**Exercise**
Restate every entry verbatim; drop the pictures.
*** Source data Section Begins ***
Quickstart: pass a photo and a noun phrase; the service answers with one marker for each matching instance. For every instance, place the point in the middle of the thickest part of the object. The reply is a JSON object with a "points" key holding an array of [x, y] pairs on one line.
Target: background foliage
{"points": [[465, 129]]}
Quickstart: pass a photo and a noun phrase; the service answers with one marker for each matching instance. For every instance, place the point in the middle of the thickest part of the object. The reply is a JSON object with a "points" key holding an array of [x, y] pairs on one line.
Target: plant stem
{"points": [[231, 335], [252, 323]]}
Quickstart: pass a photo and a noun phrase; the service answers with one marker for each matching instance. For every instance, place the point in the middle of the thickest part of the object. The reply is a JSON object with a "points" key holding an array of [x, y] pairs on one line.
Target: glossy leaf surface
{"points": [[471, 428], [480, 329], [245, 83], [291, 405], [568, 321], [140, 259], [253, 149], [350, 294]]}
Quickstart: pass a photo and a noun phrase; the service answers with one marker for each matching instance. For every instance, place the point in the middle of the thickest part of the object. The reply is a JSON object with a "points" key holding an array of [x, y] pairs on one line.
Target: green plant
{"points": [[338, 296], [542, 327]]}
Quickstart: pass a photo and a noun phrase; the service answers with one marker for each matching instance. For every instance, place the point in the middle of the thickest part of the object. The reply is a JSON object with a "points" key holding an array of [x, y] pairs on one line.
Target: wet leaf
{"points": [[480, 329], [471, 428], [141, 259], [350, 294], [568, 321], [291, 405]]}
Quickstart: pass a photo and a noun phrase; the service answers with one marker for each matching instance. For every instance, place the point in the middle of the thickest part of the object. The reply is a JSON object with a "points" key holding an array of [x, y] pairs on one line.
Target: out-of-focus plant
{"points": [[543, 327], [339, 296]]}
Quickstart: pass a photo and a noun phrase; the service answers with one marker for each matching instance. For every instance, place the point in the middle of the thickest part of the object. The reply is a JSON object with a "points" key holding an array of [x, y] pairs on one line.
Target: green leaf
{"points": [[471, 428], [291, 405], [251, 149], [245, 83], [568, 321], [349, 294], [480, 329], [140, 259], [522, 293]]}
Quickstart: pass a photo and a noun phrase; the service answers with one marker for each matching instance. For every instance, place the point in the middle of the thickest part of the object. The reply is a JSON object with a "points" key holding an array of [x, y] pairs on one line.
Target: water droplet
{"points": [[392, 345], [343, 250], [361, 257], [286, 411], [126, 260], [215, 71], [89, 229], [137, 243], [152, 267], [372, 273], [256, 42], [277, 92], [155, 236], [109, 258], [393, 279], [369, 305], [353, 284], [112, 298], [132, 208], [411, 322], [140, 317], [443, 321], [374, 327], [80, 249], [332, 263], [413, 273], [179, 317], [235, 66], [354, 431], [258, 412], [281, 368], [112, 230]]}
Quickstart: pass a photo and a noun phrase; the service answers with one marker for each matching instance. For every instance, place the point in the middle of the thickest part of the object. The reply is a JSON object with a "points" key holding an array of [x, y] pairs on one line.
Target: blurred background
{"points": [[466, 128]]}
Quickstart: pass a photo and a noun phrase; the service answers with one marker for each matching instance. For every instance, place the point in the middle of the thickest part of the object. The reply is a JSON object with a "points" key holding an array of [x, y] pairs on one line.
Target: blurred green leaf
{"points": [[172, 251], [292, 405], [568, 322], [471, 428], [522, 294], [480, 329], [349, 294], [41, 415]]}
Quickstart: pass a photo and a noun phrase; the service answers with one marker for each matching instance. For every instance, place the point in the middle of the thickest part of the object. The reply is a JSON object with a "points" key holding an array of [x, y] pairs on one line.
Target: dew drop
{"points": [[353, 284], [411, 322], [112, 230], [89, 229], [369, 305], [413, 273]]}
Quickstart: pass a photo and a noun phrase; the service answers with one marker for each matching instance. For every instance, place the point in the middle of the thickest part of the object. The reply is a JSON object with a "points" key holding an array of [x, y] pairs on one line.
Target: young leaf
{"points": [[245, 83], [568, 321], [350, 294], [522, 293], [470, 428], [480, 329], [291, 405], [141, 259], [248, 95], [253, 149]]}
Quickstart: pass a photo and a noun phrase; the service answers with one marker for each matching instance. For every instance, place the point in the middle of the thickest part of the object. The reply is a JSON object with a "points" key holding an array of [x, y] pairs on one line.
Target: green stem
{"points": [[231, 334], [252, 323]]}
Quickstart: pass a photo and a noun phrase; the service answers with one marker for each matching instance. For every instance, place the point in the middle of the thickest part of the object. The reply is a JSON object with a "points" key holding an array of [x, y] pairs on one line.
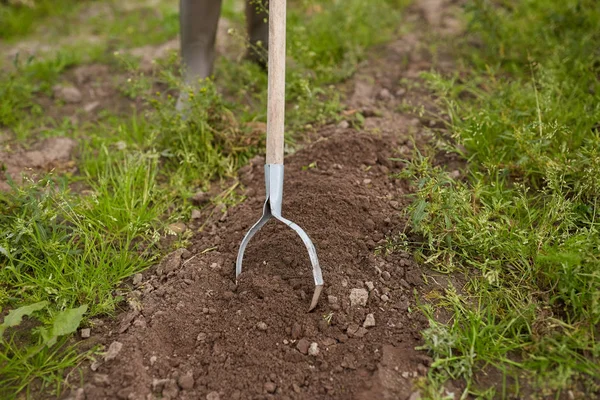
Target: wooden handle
{"points": [[276, 89]]}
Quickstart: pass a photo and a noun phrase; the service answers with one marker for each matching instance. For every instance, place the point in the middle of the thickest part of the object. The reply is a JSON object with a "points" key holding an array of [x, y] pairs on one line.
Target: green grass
{"points": [[68, 249], [522, 227], [23, 17]]}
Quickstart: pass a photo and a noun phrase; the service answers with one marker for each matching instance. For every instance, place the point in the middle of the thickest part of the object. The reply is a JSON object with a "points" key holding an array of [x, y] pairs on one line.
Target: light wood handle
{"points": [[276, 89]]}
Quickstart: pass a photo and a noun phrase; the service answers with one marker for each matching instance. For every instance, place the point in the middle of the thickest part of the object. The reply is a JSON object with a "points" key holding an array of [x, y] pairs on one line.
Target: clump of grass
{"points": [[18, 18], [523, 225]]}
*** Source data Section Ends ***
**The completed task**
Quickstart: pass a photo and a noun phrase; the service answers with one marker for each matching instance. For every instance, place the point in the middle of the thickest part of the object. The reply is a JSON object with a "points" key holding an array of [x, y] pairs on one line.
Target: background foliage
{"points": [[465, 129]]}
Quickstart: pass a photo and a noun phrase; the service answers with one marker for each matching instance. For every instance, place the point in the middle of the thickest part of the object. The reply is a JSON object with a "points" key holding an array of [x, y] pairs on one line.
Target: plant stem
{"points": [[231, 335], [252, 323]]}
Quickstart: pass a photo and a noun phrase; the service answers with one marker for each matching instance. For every instance, place the point in the middle of the thickest part of the object. The reply is a JSON object with a "points" key holding an array of [x, y] pairs on one line.
Target: glossy leaf surface
{"points": [[471, 428], [480, 329], [245, 83], [291, 405], [568, 321], [140, 259], [253, 149], [350, 294]]}
Quickstart: pass a photo and a noun phrase; the service answers with one marker for each matching instance. For every instance, place the point in the middle of the thickest part of the object. The reply is a JSON object with a "points" key holding an array of [x, y] pairs on one line.
Target: green plant
{"points": [[338, 296], [542, 327]]}
Quickstart: pass a photo and a noun phrase; the service answers with one marker for each matching instance. For every instance, place the point in the middle of the thickest part of the object. The reply is a JSON object with a "points" key holding an array of [x, y] pairs on one line.
Target: wet leaf
{"points": [[480, 329], [471, 428], [141, 259], [350, 294], [568, 321], [291, 405]]}
Quickstart: pass a photo and a noun phrase; the service answers with one marker for each matching instance. For every instance, place the point in the middle of the thickest part of the object. The reply is a JSON object with a "points" key holding an array of [x, y] pairs on one line.
Target: out-of-focus plant
{"points": [[543, 327], [339, 296]]}
Quickstart: pass a photo and a noun phrase; the service answers with one marker for each matching instance. For every instance, place the point in the middle of the thickest part of the object. The reply is a JSON object with a "points" key holding an array of [x, y] pairs on one line.
Target: green leaf
{"points": [[471, 428], [291, 405], [251, 149], [245, 83], [568, 321], [349, 294], [480, 329], [140, 259], [522, 293]]}
Quickstart: pass a photo and a noun phrase; the service answers with one marker for each matching instance. For every instance, place the point in the middle of the thickest part of the object. The reply is a JSON object with a "points" key holding an array of [x, y] pairs on one line.
Target: water droplet
{"points": [[392, 345], [343, 250], [361, 257], [286, 411], [126, 260], [215, 71], [89, 229], [137, 243], [152, 267], [372, 273], [256, 42], [277, 92], [155, 236], [109, 258], [393, 279], [369, 305], [353, 284], [112, 298], [132, 208], [411, 322], [140, 317], [443, 321], [374, 327], [80, 249], [332, 263], [413, 273], [179, 317], [235, 66], [354, 431], [258, 412], [281, 368], [112, 230]]}
Quickstart: pass a photo and a noun phrase; the service answers with one marker for each matching instance. For every instance, place the point in the middle of the thickest part of the object. The reply is a JSON object with a "points" key holding an array of [x, y] pairs on one line.
Target: blurred background
{"points": [[466, 128]]}
Quickstart: pass a photo and a noun phrase; the service answers with one marker for each matching instance. For every instance, place the point in the middle of the thickest part of the object. The reply is a JSON object with a "points" key holding an array of [x, y] pairs on one line.
Target: blurred green leaf
{"points": [[172, 251], [292, 405], [568, 322], [471, 428], [522, 294], [480, 329], [349, 294], [41, 415]]}
Quickstart: pass a photo and a noun phrase; the service answers with one marker for each matching instance. For every instance, place the point in the middle of the thickest part of the object. The reply is a JSON object with a "points" key holding an array of [x, y] pairs on one line.
Target: dew drop
{"points": [[353, 284], [411, 322], [112, 230], [89, 229], [369, 305], [413, 273]]}
Quickstart: pass a photo and a noun phrase; the service answers with one marker for each matching instance. For every instance, place the point in the middle of the thickest part of the object. The reply is a JSON object with a "points" key holding an array of [x, y] pairs on one line.
Target: young leaf
{"points": [[245, 83], [568, 321], [350, 294], [522, 293], [470, 428], [480, 329], [291, 405], [141, 259], [248, 95], [253, 149]]}
Quickstart: pass a photo and a noun phrase; the service answers with one marker for each matching instance. For every instance, place the point in the middle of the thickest part of the object. The reply is a JSON object with a "points" key holding an array of [x, y] pairs on one line.
Target: green stem
{"points": [[231, 334], [252, 323]]}
Quickstart: pass a photo and a noun phrase; the service answers with one marker for each matching instance. For every instance, place the point in the middle of the thickest part of the object. The reply is a JSON object with a "points" key holding an array of [x, y] pairs on one line.
Target: wooden handle
{"points": [[276, 89]]}
Quickstart: pass a photo and a noun phrase; the service answers with one marker for each matching instance. For every instance, place the point in the middle of the thickest part of the object. The reply is a JSON object with a "points" key holding an array of [x, y] pairs on one line.
Target: green grass
{"points": [[68, 249], [522, 227], [23, 17]]}
Quickstart: pass a photo and a noun phrase; the service answers with one marker for each matching instance. For every instance, place the point in the middle of the thickest part of the object. The reply is a JSON object with a "points" key holding an array of [x, y] pairs on one line.
Target: light wood handle
{"points": [[276, 89]]}
Quickstart: pass a photo and a noun phrase; the service answers with one marker for each matching instance. For every instance, place the point in the middle of the thickest part of the object. The reply is a JSON object with a "points" key holding an array of [x, y] pairs on one line.
Target: clump of grass
{"points": [[18, 18], [523, 225]]}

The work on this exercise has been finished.